ТЕКСТ ДЛЯ ЧТЕНИЯ:
- - -
С точки зрения нового глобального медиа–порядка, национальные границы, рассматриваемые в плоскости проблемы организации и функций национальных каналов массовой коммуникации, выглядят, по существу, рудиментом прошлого. Ведь в новом глобальном медиа–контексте зрителей рассматривают в первую очередь не как граждан национальных государств, а как некоторую экономическую общность, как "сегмент" конкретного потребительского рынка.
Противоречия в сфере обмена информацией получили развитие в отношениях и между развитыми странами. Министр культуры Франции возглавил общенациональную кампанию против "культурной экспансии" США, "американизации" французской культуры. В результате были приняты специальные законы, регулирующие соотношение американских и французских фильмов в кинотеатрах, меры государственной поддержки национального кинематографа.
Высокоразвитая индустрия кино в США делает возможным, таким образом, использовать ее и в политических целях. Известно, что многие американские фильмы продаются к прокату, к примеру, в Египте, Сирии, России и многих других странах за символическую цену, ибо более важным представляется завоевание максимально широкого сектора рынка идей и ценностей. Стремление к культурной самоидентификации нации и народа переплетается с тенденцией интернационализации культур, зачастую порождая острые политические коллизии.
Одним из ключевых является и другое обстоятельство. Развитие мирового рынка и та существенная роль, которую при этом выполняют мировые коммуникационные конгломераты, идет параллельно с небывалым ранее распространением феномена потребления. Культура–идеология потребления буквально заявляет о том, что смысл жизни состоит в обладании вещами. Отсюда, только потребляя, человек может реализовать свои жизненные возможности, а для того, чтобы оставаться человеком, он должен постоянно потреблять.
Именно поэтому все больше информационного пространства на телевидении, радио, в печатных изданиях самых разных стран, в том числе и России, отводится для реализации глобальных маркетинговых стратегий. Это осуществляется как за счет собственно рекламных материалов, так и в опосредованной форме – с помощью самой различной художественной продукции.
Относительно культурной самоидентификации это выглядит как тенденция к унификации и стиранию культурных границ. "Пророком" происходящих сейчас процессов глобализации по праву можно назвать североамериканского ученого Маршалла Маклюэна, который писал: "Если основная роль города заключается в совершенствовании человека и его превращении в более пригодный вид по сравнению с его предками–кочевниками, то преобразование всей нашей жизни в духовную информационную форму может слить весь мир и человеческий род в одну единую социальную семью".
- - -
СТРОКИ ДАННЫХ:
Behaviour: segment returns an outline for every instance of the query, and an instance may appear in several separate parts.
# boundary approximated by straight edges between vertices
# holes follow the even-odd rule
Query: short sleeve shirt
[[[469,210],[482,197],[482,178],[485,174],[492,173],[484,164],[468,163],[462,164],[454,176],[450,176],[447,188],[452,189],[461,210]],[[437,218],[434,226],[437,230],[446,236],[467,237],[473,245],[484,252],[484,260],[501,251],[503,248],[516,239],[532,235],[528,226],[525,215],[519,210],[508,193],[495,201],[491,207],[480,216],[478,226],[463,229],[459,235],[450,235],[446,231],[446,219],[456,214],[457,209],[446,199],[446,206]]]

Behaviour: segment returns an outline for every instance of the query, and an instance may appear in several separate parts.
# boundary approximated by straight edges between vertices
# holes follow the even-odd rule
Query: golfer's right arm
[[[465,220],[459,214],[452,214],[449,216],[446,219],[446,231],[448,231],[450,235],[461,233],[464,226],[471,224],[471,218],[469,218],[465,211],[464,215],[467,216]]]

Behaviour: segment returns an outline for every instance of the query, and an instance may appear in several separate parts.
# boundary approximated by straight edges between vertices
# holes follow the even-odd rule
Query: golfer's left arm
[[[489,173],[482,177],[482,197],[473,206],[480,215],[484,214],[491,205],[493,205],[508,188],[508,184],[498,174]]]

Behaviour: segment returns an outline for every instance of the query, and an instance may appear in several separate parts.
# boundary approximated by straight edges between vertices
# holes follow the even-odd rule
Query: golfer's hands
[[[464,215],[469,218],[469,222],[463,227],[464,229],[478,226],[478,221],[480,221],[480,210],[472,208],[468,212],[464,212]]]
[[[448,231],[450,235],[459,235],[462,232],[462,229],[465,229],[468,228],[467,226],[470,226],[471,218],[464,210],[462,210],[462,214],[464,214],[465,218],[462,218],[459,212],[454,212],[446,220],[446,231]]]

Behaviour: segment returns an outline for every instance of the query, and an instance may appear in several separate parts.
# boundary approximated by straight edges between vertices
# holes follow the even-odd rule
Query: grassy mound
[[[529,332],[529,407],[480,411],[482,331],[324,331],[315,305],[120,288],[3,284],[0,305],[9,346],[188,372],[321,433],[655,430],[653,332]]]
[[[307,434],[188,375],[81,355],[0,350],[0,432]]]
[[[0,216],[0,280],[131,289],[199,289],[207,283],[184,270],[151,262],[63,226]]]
- - -
ФОРМУЛИРОВКА ЗАДАНИЯ: Отредактируйте отрывок о глобализации СМИ: перепишите фрагмент от слов «Одним из ключевых» до слов «различной художественной продукции.» включительно, заменив «мировые коммуникационные конгломераты» на «транснациональные медиахолдинги».

РЕШЕНИЕ ЗАДАНИЯ:
Одним из ключевых является и другое обстоятельство. Развитие мирового рынка и та существенная роль, которую при этом выполняют транснациональные медиахолдинги, идет параллельно с небывалым ранее распространением феномена потребления. Культура–идеология потребления буквально заявляет о том, что смысл жизни состоит в обладании вещами. Отсюда, только потребляя, человек может реализовать свои жизненные возможности, а для того, чтобы оставаться человеком, он должен постоянно потреблять.
Именно поэтому все больше информационного пространства на телевидении, радио, в печатных изданиях самых разных стран, в том числе и России, отводится для реализации глобальных маркетинговых стратегий. Это осуществляется как за счет собственно рекламных материалов, так и в опосредованной форме – с помощью самой различной художественной продукции.